WORK INSTRUCTIONS:
This exercise needs all of the entries set down again, exactly as they read.

### THE DATA ###

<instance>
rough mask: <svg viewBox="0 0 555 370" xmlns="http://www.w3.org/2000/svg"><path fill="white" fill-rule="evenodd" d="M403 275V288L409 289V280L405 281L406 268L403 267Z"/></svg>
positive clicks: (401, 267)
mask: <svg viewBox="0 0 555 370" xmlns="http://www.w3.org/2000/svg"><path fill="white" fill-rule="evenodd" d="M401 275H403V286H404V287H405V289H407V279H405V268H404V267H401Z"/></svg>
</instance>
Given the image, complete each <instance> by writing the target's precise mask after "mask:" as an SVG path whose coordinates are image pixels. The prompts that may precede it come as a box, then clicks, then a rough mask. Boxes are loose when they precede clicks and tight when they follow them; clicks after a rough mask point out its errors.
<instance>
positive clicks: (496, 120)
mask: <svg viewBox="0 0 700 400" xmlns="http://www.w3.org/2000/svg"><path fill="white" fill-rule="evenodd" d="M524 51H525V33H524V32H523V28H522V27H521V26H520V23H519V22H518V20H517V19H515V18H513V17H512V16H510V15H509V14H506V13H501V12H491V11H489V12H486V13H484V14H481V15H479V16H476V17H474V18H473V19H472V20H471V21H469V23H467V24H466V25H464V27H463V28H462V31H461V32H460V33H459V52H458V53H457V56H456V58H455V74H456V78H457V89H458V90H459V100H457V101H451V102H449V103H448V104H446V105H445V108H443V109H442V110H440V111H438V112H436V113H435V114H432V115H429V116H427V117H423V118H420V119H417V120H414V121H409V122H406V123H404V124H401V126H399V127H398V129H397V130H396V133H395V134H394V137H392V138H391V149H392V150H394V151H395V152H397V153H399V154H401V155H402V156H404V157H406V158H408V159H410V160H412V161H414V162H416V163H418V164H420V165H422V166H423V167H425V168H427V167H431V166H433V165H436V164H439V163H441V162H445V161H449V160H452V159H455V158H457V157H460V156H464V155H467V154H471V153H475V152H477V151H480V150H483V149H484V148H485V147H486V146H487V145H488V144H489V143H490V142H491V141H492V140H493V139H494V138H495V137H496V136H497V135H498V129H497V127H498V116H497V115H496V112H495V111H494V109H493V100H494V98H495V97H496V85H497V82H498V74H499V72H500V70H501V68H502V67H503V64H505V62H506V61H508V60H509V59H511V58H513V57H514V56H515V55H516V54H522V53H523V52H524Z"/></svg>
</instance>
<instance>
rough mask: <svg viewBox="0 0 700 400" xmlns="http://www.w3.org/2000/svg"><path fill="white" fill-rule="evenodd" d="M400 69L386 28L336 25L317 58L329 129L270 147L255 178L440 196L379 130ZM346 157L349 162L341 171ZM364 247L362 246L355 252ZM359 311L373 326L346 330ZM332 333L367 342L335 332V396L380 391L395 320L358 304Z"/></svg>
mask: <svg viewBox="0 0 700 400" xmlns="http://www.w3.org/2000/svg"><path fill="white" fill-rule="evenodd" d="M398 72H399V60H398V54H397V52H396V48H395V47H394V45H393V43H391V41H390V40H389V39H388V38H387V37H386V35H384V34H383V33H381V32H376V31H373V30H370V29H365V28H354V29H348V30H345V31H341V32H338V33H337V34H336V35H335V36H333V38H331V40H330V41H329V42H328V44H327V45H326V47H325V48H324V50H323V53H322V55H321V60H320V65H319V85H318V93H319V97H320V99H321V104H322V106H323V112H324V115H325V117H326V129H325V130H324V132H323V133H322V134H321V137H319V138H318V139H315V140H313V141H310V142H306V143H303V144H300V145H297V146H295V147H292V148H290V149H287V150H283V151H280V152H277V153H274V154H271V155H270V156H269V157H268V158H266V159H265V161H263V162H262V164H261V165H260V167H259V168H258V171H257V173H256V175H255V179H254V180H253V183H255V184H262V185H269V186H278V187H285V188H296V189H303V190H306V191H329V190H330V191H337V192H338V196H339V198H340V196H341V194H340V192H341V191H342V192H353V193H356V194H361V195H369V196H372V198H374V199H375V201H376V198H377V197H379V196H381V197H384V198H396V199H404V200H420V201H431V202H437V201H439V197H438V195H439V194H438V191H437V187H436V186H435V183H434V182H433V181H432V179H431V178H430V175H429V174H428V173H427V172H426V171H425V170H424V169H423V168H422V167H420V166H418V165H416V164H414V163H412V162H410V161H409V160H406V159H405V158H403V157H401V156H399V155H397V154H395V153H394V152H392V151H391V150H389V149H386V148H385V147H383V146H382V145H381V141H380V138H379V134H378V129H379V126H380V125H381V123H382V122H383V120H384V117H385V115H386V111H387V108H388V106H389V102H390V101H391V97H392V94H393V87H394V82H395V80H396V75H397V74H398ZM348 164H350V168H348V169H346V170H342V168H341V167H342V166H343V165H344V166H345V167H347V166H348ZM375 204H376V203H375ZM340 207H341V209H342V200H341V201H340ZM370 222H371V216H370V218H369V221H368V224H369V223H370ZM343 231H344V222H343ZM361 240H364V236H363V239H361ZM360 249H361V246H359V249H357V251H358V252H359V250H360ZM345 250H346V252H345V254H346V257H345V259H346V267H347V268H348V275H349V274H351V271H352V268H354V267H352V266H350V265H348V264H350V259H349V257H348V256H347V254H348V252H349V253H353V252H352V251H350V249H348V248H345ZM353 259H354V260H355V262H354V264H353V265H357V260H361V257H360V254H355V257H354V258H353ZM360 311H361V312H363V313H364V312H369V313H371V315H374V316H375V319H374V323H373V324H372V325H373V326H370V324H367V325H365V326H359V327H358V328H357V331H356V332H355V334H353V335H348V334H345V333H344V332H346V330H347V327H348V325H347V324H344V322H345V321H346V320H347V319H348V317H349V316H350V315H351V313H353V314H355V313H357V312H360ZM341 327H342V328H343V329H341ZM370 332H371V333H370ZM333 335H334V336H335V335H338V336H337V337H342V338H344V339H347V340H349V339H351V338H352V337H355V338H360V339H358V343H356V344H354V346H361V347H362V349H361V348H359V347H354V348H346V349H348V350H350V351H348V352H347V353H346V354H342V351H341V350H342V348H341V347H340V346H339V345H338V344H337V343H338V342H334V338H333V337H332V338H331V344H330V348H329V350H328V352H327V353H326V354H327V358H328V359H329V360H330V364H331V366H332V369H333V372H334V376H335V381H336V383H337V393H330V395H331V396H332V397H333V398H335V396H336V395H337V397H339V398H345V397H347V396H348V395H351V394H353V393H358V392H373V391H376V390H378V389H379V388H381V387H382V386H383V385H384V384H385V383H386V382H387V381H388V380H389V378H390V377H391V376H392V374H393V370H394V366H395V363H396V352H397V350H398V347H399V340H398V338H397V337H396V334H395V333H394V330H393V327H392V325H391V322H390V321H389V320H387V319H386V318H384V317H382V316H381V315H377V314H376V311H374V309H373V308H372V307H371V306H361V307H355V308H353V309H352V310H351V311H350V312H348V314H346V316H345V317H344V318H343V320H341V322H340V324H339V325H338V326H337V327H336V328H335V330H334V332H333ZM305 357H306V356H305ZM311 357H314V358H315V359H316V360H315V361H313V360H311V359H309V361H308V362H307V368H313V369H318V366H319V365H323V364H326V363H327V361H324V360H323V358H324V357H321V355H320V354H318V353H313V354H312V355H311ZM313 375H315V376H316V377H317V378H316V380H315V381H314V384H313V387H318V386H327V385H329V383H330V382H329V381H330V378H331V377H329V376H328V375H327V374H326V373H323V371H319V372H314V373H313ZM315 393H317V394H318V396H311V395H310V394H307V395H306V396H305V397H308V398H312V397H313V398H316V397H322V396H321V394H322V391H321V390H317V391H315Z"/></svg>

###

EXERCISE OUTPUT:
<instance>
rough mask: <svg viewBox="0 0 555 370" xmlns="http://www.w3.org/2000/svg"><path fill="white" fill-rule="evenodd" d="M403 275V288L409 289V280L405 281L406 268L403 267Z"/></svg>
positive clicks: (401, 267)
mask: <svg viewBox="0 0 555 370" xmlns="http://www.w3.org/2000/svg"><path fill="white" fill-rule="evenodd" d="M401 275H403V286H404V287H405V289H407V279H405V268H404V267H401Z"/></svg>
</instance>
Given the image, complete each <instance> by writing the target's precise mask after "mask:" as an SVG path whose coordinates are image pixels. The prompts that may precede it come as a box, then clicks, then a rough mask. Boxes are loose when they precede clicks and tight when they follow them; clicks after a rough mask point out its errors.
<instance>
positive clicks: (496, 120)
mask: <svg viewBox="0 0 700 400" xmlns="http://www.w3.org/2000/svg"><path fill="white" fill-rule="evenodd" d="M524 51H525V33H524V32H523V28H522V27H521V26H520V23H519V22H518V20H517V19H515V18H513V17H512V16H510V15H509V14H506V13H501V12H491V11H489V12H486V13H484V14H481V15H479V16H476V17H474V18H473V19H472V20H471V21H469V23H467V24H466V25H464V27H463V28H462V31H461V32H460V33H459V52H458V53H457V56H456V58H455V74H456V78H457V89H458V90H459V100H457V101H451V102H449V103H448V104H446V105H445V108H443V109H442V110H440V111H438V112H436V113H435V114H432V115H429V116H427V117H423V118H420V119H417V120H414V121H409V122H406V123H404V124H401V126H399V127H398V129H397V130H396V133H395V134H394V137H392V138H391V149H392V150H394V151H395V152H397V153H399V154H401V155H402V156H404V157H406V158H408V159H410V160H412V161H414V162H416V163H418V164H420V165H422V166H423V167H425V168H427V167H431V166H433V165H436V164H439V163H441V162H445V161H449V160H452V159H455V158H457V157H460V156H464V155H467V154H471V153H475V152H477V151H480V150H483V149H484V148H485V147H486V146H487V145H488V144H489V143H490V142H491V141H492V140H493V139H494V138H495V137H496V136H497V135H498V129H497V127H498V116H497V115H496V112H495V111H494V109H493V100H494V98H495V97H496V85H497V82H498V74H499V72H500V70H501V68H502V67H503V64H505V62H506V61H508V60H509V59H511V58H513V57H514V56H515V55H516V54H522V53H523V52H524Z"/></svg>
</instance>
<instance>
rough mask: <svg viewBox="0 0 700 400" xmlns="http://www.w3.org/2000/svg"><path fill="white" fill-rule="evenodd" d="M400 69L386 28L336 25L317 58L329 129L270 147L255 178L440 196L379 130ZM346 157L349 162L341 171ZM364 247L362 246L355 252ZM359 311L373 326L346 330ZM332 333L367 342L335 332V396L380 391L395 320L358 304Z"/></svg>
mask: <svg viewBox="0 0 700 400" xmlns="http://www.w3.org/2000/svg"><path fill="white" fill-rule="evenodd" d="M398 72H399V60H398V54H397V52H396V48H395V47H394V45H393V43H391V41H390V40H389V39H388V38H387V37H386V35H384V34H383V33H381V32H376V31H373V30H370V29H365V28H354V29H348V30H345V31H341V32H338V33H337V34H336V35H335V36H333V38H331V40H330V41H329V42H328V44H327V45H326V47H325V48H324V50H323V53H322V55H321V60H320V65H319V85H318V93H319V97H320V99H321V104H322V106H323V112H324V115H325V117H326V129H325V130H324V132H323V133H322V134H321V137H319V138H318V139H315V140H313V141H310V142H306V143H303V144H300V145H297V146H295V147H292V148H290V149H287V150H283V151H280V152H277V153H274V154H271V155H270V156H269V157H268V158H266V159H265V161H263V162H262V164H261V165H260V167H259V168H258V171H257V173H256V175H255V179H254V180H253V183H255V184H262V185H269V186H278V187H285V188H296V189H303V190H306V191H329V190H330V191H337V192H338V196H339V198H340V196H341V194H340V192H341V191H342V192H353V193H356V194H361V195H369V196H372V198H374V199H375V201H376V198H377V197H379V196H381V197H384V198H396V199H404V200H420V201H431V202H437V201H439V197H438V195H439V194H438V191H437V187H436V186H435V183H434V182H433V181H432V179H431V178H430V175H429V174H428V173H427V172H426V171H425V170H424V169H423V168H422V167H420V166H418V165H416V164H414V163H412V162H410V161H409V160H406V159H405V158H403V157H401V156H399V155H397V154H395V153H394V152H392V151H391V150H389V149H386V148H385V147H383V146H382V145H381V141H380V138H379V134H378V129H379V126H380V125H381V123H382V122H383V120H384V117H385V115H386V111H387V108H388V106H389V102H390V101H391V97H392V94H393V87H394V82H395V80H396V75H397V74H398ZM348 164H350V168H348V169H346V170H342V168H341V167H342V166H343V165H344V166H345V167H347V166H348ZM375 204H376V203H375ZM340 207H341V209H342V200H341V201H340ZM370 222H371V216H370V218H369V221H368V224H369V223H370ZM343 231H344V222H343ZM361 240H364V236H363V239H361ZM360 249H361V246H359V249H357V251H358V252H359V250H360ZM345 250H346V252H345V254H346V257H345V259H346V267H347V268H348V275H349V274H351V271H352V268H354V267H352V266H350V265H348V264H350V259H349V257H348V256H347V254H348V252H349V253H353V252H352V251H350V249H348V248H345ZM353 259H354V260H355V262H354V264H353V265H357V260H361V257H360V254H355V257H354V258H353ZM360 311H361V312H363V313H364V312H369V313H371V315H374V316H375V319H374V323H373V324H372V325H373V326H370V324H367V325H365V326H359V327H358V328H357V331H356V332H355V334H353V335H348V334H345V333H344V332H346V330H347V327H348V325H347V324H344V322H345V321H346V320H347V319H348V317H349V316H350V315H351V313H353V314H355V313H357V312H360ZM341 327H342V328H343V329H341ZM370 332H371V333H370ZM333 335H334V336H335V335H338V336H337V337H342V338H344V339H347V340H349V339H351V338H352V337H355V338H360V339H358V343H356V344H354V346H361V347H362V349H361V348H359V347H354V348H346V349H348V350H350V351H348V352H347V353H346V354H342V351H341V350H342V348H341V347H340V346H339V345H338V344H337V343H338V342H334V338H333V337H332V338H331V344H330V348H329V350H328V352H327V353H326V354H327V358H328V359H329V360H330V364H331V366H332V369H333V372H334V376H335V381H336V383H337V393H330V395H331V396H332V397H333V398H335V396H336V395H337V397H339V398H345V397H347V396H348V395H351V394H353V393H358V392H373V391H376V390H378V389H379V388H381V387H382V386H383V385H384V384H385V383H386V382H387V381H388V380H389V378H390V377H391V376H392V374H393V370H394V366H395V363H396V352H397V350H398V347H399V340H398V338H397V337H396V334H395V333H394V330H393V327H392V325H391V322H390V321H389V320H387V319H386V318H384V317H382V316H381V315H377V314H376V311H374V309H373V308H372V307H371V306H361V307H355V308H353V309H352V310H351V311H350V312H348V314H346V316H345V317H344V318H343V320H341V322H340V324H339V325H338V326H337V327H336V328H335V330H334V332H333ZM305 357H306V356H305ZM311 357H314V358H315V359H316V360H315V361H313V360H311V359H309V361H308V362H307V368H313V369H318V366H319V365H323V364H326V363H327V361H324V360H323V358H324V357H321V355H320V354H318V353H313V354H312V355H311ZM313 375H315V376H316V377H317V378H316V380H315V381H314V384H313V387H318V386H327V385H329V383H330V382H329V381H330V378H331V377H329V376H328V375H327V374H326V373H323V371H319V372H314V373H313ZM315 393H317V394H318V396H311V395H310V394H307V395H306V396H305V397H308V398H312V397H313V398H316V397H322V396H321V394H322V391H321V390H317V391H315Z"/></svg>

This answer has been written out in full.